§ **TASK TO COMPLETE**:
Lines where the string "with" appears are to be copied from the entries below.
---------- INFORMATION PROVIDED
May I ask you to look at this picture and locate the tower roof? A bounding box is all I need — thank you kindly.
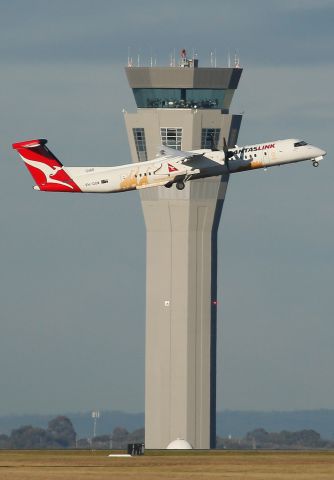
[125,67,242,89]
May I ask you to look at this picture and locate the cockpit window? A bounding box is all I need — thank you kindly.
[294,141,308,147]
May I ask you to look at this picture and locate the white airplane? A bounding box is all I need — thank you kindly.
[12,137,326,193]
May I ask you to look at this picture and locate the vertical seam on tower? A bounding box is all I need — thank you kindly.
[168,202,173,443]
[194,205,198,447]
[200,205,207,448]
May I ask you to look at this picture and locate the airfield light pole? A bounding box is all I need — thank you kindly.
[124,50,242,449]
[92,410,100,439]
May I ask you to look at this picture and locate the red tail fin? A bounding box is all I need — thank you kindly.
[12,139,81,192]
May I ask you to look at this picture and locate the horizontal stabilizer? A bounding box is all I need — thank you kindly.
[12,139,48,150]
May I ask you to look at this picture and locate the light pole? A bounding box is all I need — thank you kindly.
[92,410,100,442]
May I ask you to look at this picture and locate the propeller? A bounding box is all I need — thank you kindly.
[222,137,234,171]
[223,137,234,158]
[209,133,234,169]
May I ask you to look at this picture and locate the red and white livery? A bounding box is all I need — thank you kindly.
[12,138,326,193]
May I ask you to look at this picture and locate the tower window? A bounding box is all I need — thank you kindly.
[201,128,221,149]
[133,88,228,109]
[133,128,147,162]
[160,128,182,150]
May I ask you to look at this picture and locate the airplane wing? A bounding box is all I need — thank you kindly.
[156,145,206,164]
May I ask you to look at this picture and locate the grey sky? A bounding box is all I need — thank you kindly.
[0,0,333,415]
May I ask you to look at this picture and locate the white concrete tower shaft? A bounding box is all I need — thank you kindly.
[124,61,242,449]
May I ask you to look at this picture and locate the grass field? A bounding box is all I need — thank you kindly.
[0,450,333,479]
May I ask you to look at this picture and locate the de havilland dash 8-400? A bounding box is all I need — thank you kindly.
[12,137,326,193]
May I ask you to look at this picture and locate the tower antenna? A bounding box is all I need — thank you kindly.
[234,51,240,68]
[127,47,133,67]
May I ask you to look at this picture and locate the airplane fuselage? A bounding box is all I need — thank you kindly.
[12,137,326,194]
[61,138,325,193]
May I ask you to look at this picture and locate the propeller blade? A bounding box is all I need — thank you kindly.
[223,137,234,159]
[223,137,228,155]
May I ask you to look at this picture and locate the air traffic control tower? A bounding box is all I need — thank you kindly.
[124,51,242,449]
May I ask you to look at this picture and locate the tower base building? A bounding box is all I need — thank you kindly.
[124,54,242,449]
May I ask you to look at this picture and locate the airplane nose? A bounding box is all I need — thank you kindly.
[312,146,326,157]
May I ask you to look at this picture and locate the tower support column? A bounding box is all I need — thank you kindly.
[124,62,242,448]
[142,177,228,448]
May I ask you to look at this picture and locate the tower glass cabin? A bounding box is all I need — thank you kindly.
[124,52,242,449]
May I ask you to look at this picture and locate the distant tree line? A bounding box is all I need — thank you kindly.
[217,428,334,450]
[1,416,333,450]
[0,416,144,450]
[0,416,76,449]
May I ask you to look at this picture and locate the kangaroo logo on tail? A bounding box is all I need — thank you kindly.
[12,139,81,192]
[22,158,74,189]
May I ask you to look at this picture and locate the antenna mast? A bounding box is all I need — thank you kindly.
[127,47,133,67]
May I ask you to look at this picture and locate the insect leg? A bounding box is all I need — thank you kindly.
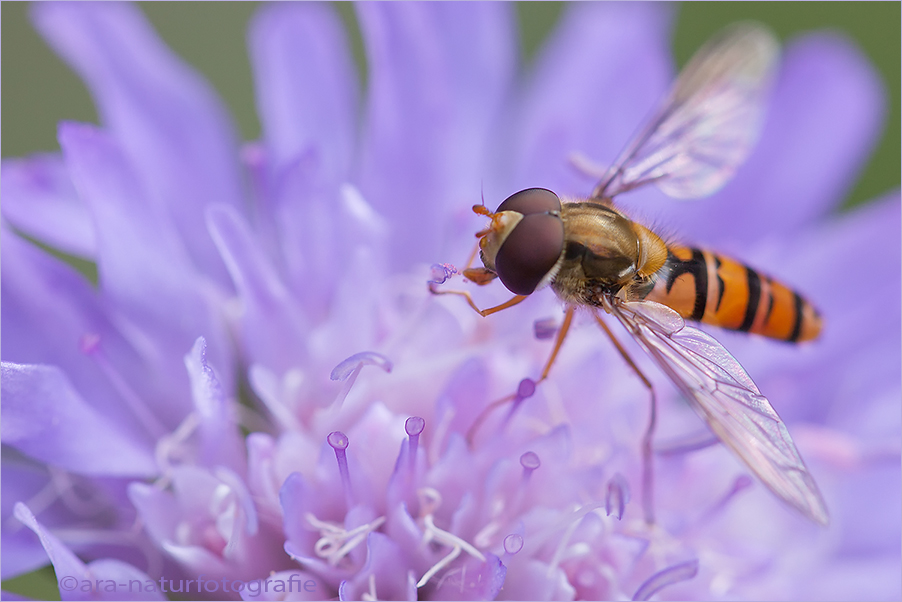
[465,306,575,446]
[537,305,575,383]
[429,285,528,317]
[594,313,657,525]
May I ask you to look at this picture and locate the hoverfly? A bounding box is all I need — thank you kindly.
[432,23,829,525]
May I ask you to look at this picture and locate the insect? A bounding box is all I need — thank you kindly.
[431,23,829,525]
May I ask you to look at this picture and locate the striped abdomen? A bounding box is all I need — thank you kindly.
[643,245,822,342]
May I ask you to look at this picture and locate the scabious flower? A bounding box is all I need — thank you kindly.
[2,3,899,601]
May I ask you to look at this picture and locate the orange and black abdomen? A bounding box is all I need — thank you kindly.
[643,245,822,342]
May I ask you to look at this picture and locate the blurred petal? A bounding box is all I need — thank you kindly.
[356,2,517,267]
[58,122,234,402]
[185,337,245,474]
[431,553,505,601]
[2,461,60,578]
[1,228,161,437]
[249,2,357,179]
[207,203,309,375]
[1,363,156,476]
[13,503,164,601]
[32,1,244,284]
[1,154,96,258]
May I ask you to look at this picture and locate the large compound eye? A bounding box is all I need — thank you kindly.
[495,212,564,295]
[496,188,561,215]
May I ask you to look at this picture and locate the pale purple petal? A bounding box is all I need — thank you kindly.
[433,358,490,447]
[184,337,245,474]
[249,2,357,179]
[206,203,309,375]
[1,154,96,258]
[1,462,66,578]
[356,2,517,268]
[32,2,244,284]
[58,122,234,405]
[2,363,157,476]
[340,533,413,601]
[13,503,164,601]
[0,229,150,434]
[279,472,318,556]
[431,553,505,601]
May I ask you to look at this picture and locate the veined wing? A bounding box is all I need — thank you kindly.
[593,23,779,200]
[605,299,829,525]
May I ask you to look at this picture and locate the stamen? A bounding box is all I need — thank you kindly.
[533,317,559,340]
[154,413,201,488]
[417,488,442,518]
[632,559,699,601]
[80,333,167,438]
[417,513,486,588]
[428,263,458,285]
[361,573,378,602]
[406,416,426,474]
[330,351,393,408]
[536,503,604,578]
[328,431,353,508]
[605,473,630,520]
[306,512,386,567]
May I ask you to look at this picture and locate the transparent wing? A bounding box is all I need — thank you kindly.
[607,299,829,525]
[593,23,779,200]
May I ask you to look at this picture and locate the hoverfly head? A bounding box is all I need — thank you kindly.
[474,188,565,296]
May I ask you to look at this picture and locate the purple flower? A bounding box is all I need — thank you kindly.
[2,3,899,601]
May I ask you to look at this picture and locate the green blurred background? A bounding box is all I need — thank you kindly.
[2,2,899,209]
[1,2,899,599]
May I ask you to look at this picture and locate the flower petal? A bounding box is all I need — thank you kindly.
[1,461,63,578]
[431,552,506,601]
[32,1,244,283]
[341,532,413,601]
[13,503,164,601]
[1,363,156,476]
[249,2,357,179]
[1,154,96,258]
[206,203,309,375]
[58,122,234,404]
[184,337,245,474]
[356,2,517,267]
[0,228,156,435]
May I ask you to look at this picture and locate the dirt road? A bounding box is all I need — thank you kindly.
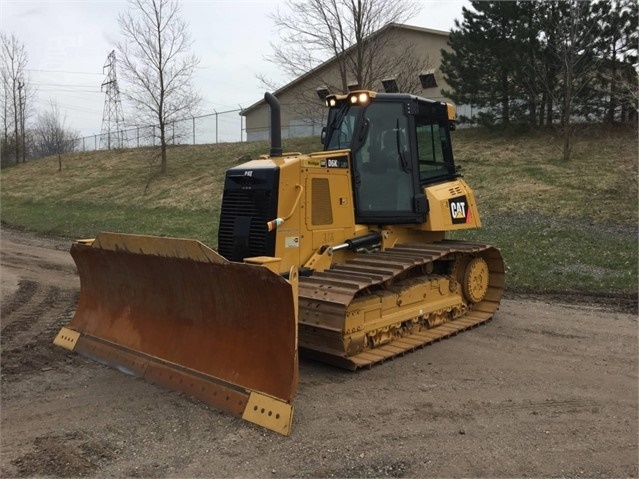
[1,228,637,478]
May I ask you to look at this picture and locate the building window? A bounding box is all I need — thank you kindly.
[316,87,329,100]
[381,78,398,93]
[419,72,437,89]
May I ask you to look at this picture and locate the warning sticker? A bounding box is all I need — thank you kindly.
[285,236,300,248]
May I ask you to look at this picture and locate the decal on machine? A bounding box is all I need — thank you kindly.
[285,236,300,248]
[449,195,470,224]
[305,156,349,169]
[325,156,349,168]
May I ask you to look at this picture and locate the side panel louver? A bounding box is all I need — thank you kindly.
[311,177,333,226]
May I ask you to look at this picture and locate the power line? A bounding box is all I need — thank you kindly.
[32,99,99,114]
[25,68,103,75]
[36,89,101,93]
[200,98,253,110]
[32,82,97,88]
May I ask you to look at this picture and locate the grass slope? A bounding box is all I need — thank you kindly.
[1,126,636,297]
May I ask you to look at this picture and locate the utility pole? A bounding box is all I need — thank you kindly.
[2,80,8,150]
[100,50,126,149]
[17,78,23,162]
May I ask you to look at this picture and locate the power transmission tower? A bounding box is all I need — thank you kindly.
[100,50,126,149]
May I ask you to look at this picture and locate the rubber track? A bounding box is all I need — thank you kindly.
[298,240,505,370]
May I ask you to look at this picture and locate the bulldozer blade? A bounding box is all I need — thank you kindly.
[54,232,298,436]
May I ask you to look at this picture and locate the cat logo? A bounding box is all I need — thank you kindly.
[449,195,470,224]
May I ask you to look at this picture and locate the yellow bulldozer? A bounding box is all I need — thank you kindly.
[54,90,504,436]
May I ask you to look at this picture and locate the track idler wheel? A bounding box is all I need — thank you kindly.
[462,257,489,304]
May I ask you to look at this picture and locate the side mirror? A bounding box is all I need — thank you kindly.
[320,127,327,143]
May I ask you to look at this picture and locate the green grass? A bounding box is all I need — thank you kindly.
[0,196,218,243]
[446,125,638,297]
[1,125,637,297]
[450,215,637,295]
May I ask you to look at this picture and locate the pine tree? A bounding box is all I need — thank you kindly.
[593,0,638,123]
[441,1,523,125]
[441,0,637,130]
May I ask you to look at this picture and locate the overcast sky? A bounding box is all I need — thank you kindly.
[1,0,467,140]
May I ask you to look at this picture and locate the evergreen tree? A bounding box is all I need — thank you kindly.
[593,0,638,123]
[511,0,545,126]
[440,0,637,128]
[441,1,523,125]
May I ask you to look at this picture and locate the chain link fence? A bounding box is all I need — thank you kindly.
[73,108,244,153]
[26,102,485,162]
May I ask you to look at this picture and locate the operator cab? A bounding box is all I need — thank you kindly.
[322,91,458,225]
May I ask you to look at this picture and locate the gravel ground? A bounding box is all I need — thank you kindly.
[1,227,637,478]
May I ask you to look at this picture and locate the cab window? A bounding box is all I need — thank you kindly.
[326,106,359,150]
[416,113,454,184]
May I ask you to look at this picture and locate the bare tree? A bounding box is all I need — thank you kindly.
[614,68,639,122]
[260,0,427,135]
[32,101,78,169]
[265,0,422,92]
[0,32,33,164]
[1,71,14,165]
[538,1,602,160]
[117,0,200,174]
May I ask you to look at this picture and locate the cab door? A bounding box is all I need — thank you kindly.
[351,100,425,224]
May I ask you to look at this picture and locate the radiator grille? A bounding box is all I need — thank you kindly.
[218,189,272,260]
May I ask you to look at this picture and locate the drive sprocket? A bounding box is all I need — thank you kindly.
[462,257,490,304]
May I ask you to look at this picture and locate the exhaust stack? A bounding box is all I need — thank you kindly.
[264,92,282,157]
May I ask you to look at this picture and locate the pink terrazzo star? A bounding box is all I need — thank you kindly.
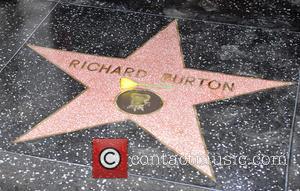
[15,21,293,180]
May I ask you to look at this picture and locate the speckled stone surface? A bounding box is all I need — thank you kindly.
[0,0,56,69]
[60,0,300,31]
[0,1,300,191]
[0,150,209,191]
[288,88,300,191]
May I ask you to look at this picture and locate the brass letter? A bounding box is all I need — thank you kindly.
[223,82,235,92]
[69,60,80,68]
[185,76,195,86]
[87,63,99,71]
[110,66,121,75]
[124,67,135,77]
[161,73,173,82]
[208,80,221,90]
[99,64,112,73]
[198,78,208,86]
[135,69,147,78]
[173,75,184,84]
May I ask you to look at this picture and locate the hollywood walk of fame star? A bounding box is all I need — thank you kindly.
[14,20,293,181]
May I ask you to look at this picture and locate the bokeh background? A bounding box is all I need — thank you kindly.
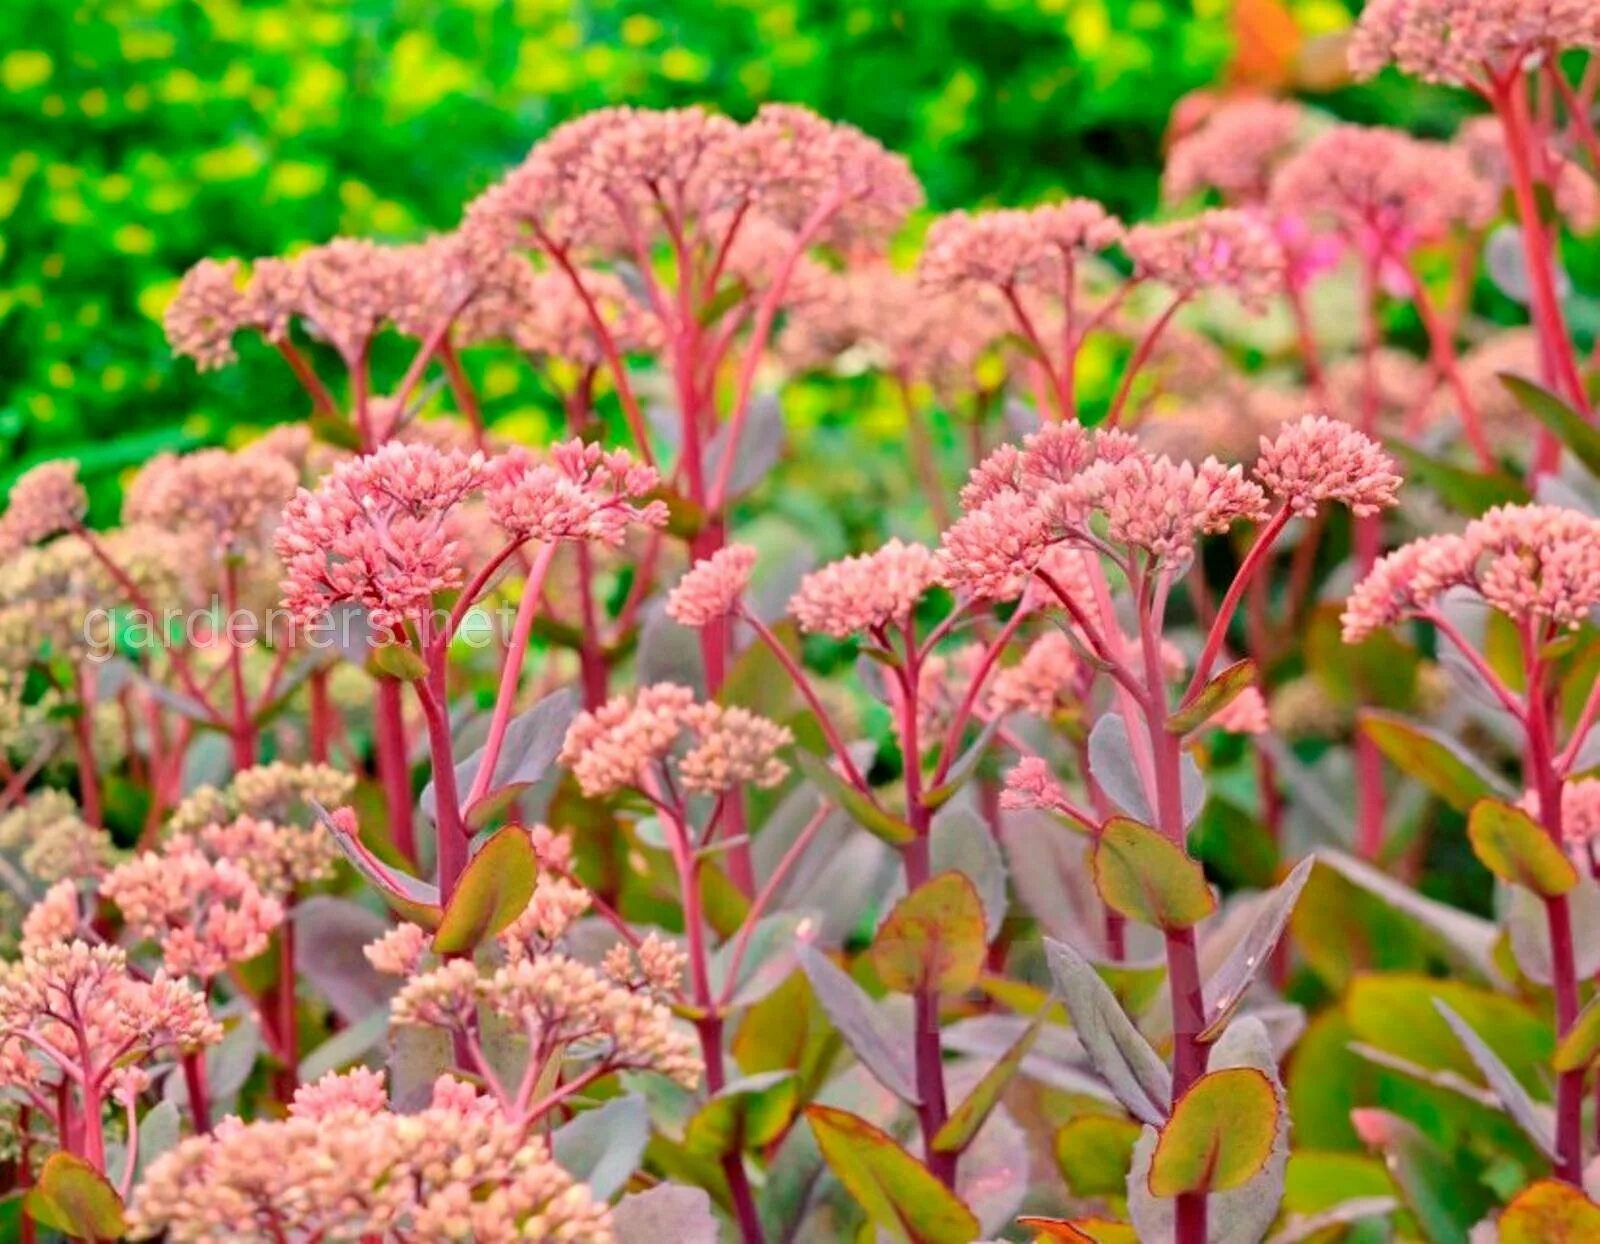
[0,0,1485,506]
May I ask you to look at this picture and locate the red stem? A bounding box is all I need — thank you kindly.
[373,677,417,866]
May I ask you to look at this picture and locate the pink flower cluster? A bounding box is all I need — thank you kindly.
[0,461,86,553]
[124,447,298,554]
[127,1072,614,1242]
[666,544,758,628]
[0,941,220,1102]
[918,200,1126,293]
[464,103,921,261]
[789,538,941,637]
[1271,125,1493,260]
[485,438,666,544]
[1123,209,1285,310]
[102,846,284,981]
[1350,0,1600,88]
[276,442,487,629]
[559,683,793,799]
[1253,415,1403,517]
[1344,504,1600,640]
[1163,99,1308,205]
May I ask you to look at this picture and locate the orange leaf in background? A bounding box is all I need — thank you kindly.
[1228,0,1301,90]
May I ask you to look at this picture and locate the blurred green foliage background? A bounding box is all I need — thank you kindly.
[3,0,1398,490]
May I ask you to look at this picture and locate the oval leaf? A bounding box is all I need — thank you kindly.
[24,1153,126,1240]
[1468,798,1577,896]
[1055,1115,1143,1197]
[1500,1180,1600,1243]
[1093,818,1216,931]
[431,824,539,956]
[806,1104,980,1244]
[1018,1218,1139,1243]
[1148,1067,1279,1196]
[872,871,987,996]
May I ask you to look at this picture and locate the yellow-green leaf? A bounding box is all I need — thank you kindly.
[1360,711,1501,813]
[1055,1114,1142,1197]
[1468,798,1577,896]
[1018,1217,1139,1243]
[432,825,539,955]
[1499,1180,1600,1243]
[871,871,987,996]
[796,750,916,846]
[1554,994,1600,1072]
[24,1153,127,1240]
[368,642,429,682]
[933,1012,1041,1152]
[683,1071,796,1156]
[806,1105,980,1244]
[1093,818,1216,931]
[1148,1068,1279,1196]
[1168,659,1257,734]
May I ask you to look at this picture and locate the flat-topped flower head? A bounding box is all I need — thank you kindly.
[739,104,924,248]
[0,941,220,1103]
[666,544,758,628]
[1164,99,1309,204]
[559,684,792,798]
[486,438,665,545]
[165,257,252,370]
[0,461,86,553]
[789,538,940,637]
[1343,504,1600,640]
[127,1077,614,1242]
[103,846,285,982]
[1124,209,1285,310]
[1254,414,1403,517]
[0,789,114,884]
[1350,0,1600,89]
[988,631,1080,718]
[21,880,83,953]
[919,199,1124,294]
[1063,451,1269,561]
[1271,125,1494,259]
[276,442,487,629]
[938,489,1052,601]
[124,448,298,555]
[263,237,409,362]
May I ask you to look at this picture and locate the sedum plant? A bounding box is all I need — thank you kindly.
[2,3,1600,1238]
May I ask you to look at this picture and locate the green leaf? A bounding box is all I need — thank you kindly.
[24,1153,127,1240]
[1359,711,1506,813]
[1092,817,1216,931]
[1500,373,1600,479]
[367,642,429,682]
[872,871,987,996]
[1168,658,1256,734]
[1148,1068,1279,1196]
[1055,1115,1142,1197]
[805,1104,980,1244]
[923,716,1002,809]
[1468,798,1577,896]
[933,1011,1042,1153]
[1500,1180,1600,1242]
[684,1071,797,1157]
[1554,993,1600,1072]
[1388,442,1529,515]
[431,825,539,955]
[795,750,916,846]
[309,411,363,451]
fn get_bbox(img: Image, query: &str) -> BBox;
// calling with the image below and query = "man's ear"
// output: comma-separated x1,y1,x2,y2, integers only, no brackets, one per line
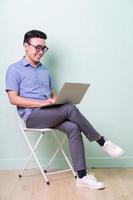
23,43,28,51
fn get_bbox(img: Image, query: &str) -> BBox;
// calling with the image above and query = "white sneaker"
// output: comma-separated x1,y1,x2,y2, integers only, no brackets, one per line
102,140,124,158
76,173,104,190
--------------------
§ **RESPONSE TO THIS TASK**:
// calling with the image below and query = "man's ear"
// calling with the image above and query = "white sneaker"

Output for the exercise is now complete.